WHAT IS EXPECTED:
Please return the listing below word for word, minus its pictures.
<<<<
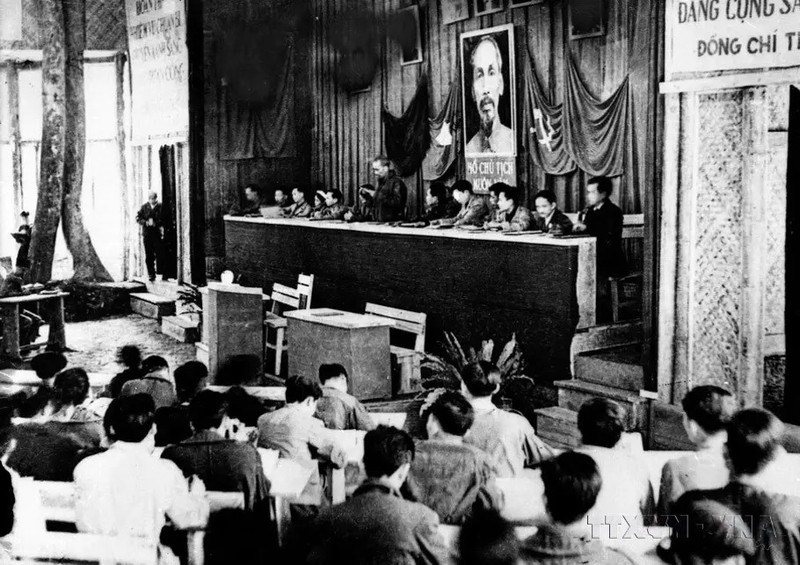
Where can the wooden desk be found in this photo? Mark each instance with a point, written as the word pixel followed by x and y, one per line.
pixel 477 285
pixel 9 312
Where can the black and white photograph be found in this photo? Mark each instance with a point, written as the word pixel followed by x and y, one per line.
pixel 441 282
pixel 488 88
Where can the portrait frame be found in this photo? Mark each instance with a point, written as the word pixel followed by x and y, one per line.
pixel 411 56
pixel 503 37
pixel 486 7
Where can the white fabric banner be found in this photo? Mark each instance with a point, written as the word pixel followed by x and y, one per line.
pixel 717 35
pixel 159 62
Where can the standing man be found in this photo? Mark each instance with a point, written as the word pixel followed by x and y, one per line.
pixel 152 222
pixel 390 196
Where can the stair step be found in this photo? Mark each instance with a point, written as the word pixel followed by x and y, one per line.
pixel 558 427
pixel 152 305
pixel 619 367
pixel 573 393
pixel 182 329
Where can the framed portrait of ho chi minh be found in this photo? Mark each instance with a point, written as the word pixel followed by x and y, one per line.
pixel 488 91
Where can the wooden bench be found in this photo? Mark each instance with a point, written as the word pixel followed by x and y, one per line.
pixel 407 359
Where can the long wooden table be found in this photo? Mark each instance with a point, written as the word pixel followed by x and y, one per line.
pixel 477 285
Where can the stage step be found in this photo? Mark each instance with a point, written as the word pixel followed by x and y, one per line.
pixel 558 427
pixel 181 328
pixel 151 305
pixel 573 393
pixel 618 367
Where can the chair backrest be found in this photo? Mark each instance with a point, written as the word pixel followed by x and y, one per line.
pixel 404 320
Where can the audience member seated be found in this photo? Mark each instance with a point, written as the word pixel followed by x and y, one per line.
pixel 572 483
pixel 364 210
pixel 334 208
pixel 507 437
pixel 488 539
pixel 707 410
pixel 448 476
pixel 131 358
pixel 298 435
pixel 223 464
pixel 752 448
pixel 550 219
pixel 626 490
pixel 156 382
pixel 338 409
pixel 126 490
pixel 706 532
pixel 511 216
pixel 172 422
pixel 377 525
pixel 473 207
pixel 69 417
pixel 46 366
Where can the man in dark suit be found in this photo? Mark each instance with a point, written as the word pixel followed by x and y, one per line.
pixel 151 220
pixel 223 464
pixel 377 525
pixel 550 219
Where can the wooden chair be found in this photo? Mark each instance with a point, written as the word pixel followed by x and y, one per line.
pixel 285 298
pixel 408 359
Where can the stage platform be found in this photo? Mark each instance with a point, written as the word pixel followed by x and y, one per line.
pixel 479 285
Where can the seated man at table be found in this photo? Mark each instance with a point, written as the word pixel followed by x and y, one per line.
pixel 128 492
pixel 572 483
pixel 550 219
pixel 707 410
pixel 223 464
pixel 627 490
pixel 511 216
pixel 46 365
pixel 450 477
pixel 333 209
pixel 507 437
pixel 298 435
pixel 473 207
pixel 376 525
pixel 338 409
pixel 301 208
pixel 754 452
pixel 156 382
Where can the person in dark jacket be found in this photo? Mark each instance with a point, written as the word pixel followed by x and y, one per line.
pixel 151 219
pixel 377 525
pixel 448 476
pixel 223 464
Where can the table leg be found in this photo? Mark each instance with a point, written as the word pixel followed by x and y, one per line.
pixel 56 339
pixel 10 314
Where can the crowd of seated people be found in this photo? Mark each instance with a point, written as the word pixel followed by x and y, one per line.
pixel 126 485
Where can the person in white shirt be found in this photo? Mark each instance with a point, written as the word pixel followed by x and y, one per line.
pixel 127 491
>>>>
TASK ANSWER:
Where can the wooden desk be found in this photo? Mark each instance with a point, written as the word pixel followed by x and y, one per line.
pixel 477 285
pixel 9 312
Where can the black and white photograph be found in this photo? Mark each instance with a point, written as the word pixel followed by x and y, one per line.
pixel 441 282
pixel 488 88
Where can the portrait frame be found in this photo? Mark each instance with a point, written as the word pixel followed by x and y, one per line.
pixel 411 56
pixel 503 37
pixel 486 7
Where can the white fabric banner be found in this photo? Mark each instance with a point, written as the word pixel followed by x and y, one per line.
pixel 717 35
pixel 159 62
Where can the standing man be found in this photo? Mark each instance with a point, written as the word pixel followed by x and y, one per line.
pixel 152 222
pixel 390 196
Where can the stair step be found in this photo? Mark each instance with a point, written as the word pixel followed by x and y, one per line.
pixel 558 427
pixel 152 305
pixel 619 367
pixel 573 393
pixel 182 329
Where can the framed portrait of ho chi minh be found in this photo? Mark each instance with a point, written as the word pixel followed by x and y, one per line.
pixel 488 91
Where can the wooden bench be found in this photo? Mark each instance with a point, written as the word pixel followed by x and y, one per line.
pixel 407 359
Where can the long wooden table be found in this photo? Mark each instance with a point, written as the word pixel followed by x and y, one per line.
pixel 477 285
Where can the stage step be found in this photo? Mark each instance with a point, written as the word pixel followed by x and y, one per line.
pixel 558 427
pixel 181 328
pixel 151 305
pixel 573 393
pixel 618 367
Where can the chair backrest be found in this photo? Mark each instance with a point, written as the word pixel followed by x and y, one per line.
pixel 404 320
Where can the audience member seated be found in this photo? Mark each instance with a point, written as the word pixel followed by x and y, one per line.
pixel 572 483
pixel 364 210
pixel 334 208
pixel 507 437
pixel 488 539
pixel 707 410
pixel 448 476
pixel 131 358
pixel 298 435
pixel 223 464
pixel 752 448
pixel 550 219
pixel 626 490
pixel 156 382
pixel 338 409
pixel 126 490
pixel 706 532
pixel 511 216
pixel 172 422
pixel 377 525
pixel 473 207
pixel 69 417
pixel 46 366
Where can the man in dark suit be found in this photo? Mark each instance with a point, written as the word pixel followed by x and y, one per line.
pixel 151 220
pixel 223 464
pixel 377 525
pixel 550 219
Where can the wooden chair be found in this photo? Mark each instance with a point, written as the word pixel followed by x and y, one per line.
pixel 285 298
pixel 408 359
Where can the stage platform be found in this photo? Mark each instance with a point, written as the word pixel followed by x and y, one per line.
pixel 479 285
Where can the seated man at table be found in this photo? Mark each instance with a point, written as the word pixel followed by x and y, one per line.
pixel 128 492
pixel 572 483
pixel 550 219
pixel 707 410
pixel 223 464
pixel 627 490
pixel 511 216
pixel 46 365
pixel 450 477
pixel 333 209
pixel 507 437
pixel 298 435
pixel 473 207
pixel 376 525
pixel 338 409
pixel 301 208
pixel 754 452
pixel 156 382
Where can the person in dark jacket be found in this photo? Mark each instance with a point, written as the word pixel followed by x and y, one per line.
pixel 151 219
pixel 377 525
pixel 448 476
pixel 223 464
Where can the table leg be found in this photo? Mark each instance with a point, written as the word pixel followed by x and y, one per line.
pixel 56 339
pixel 10 314
Where can the crowd of seated people be found in this photo? Mark each instance with a point, written as the word pixel followed by x and y, one per line.
pixel 126 485
Where can the person in white shirt be found in this photo? Mark each instance with a point, written as the word pixel followed by x and y, one per line.
pixel 127 491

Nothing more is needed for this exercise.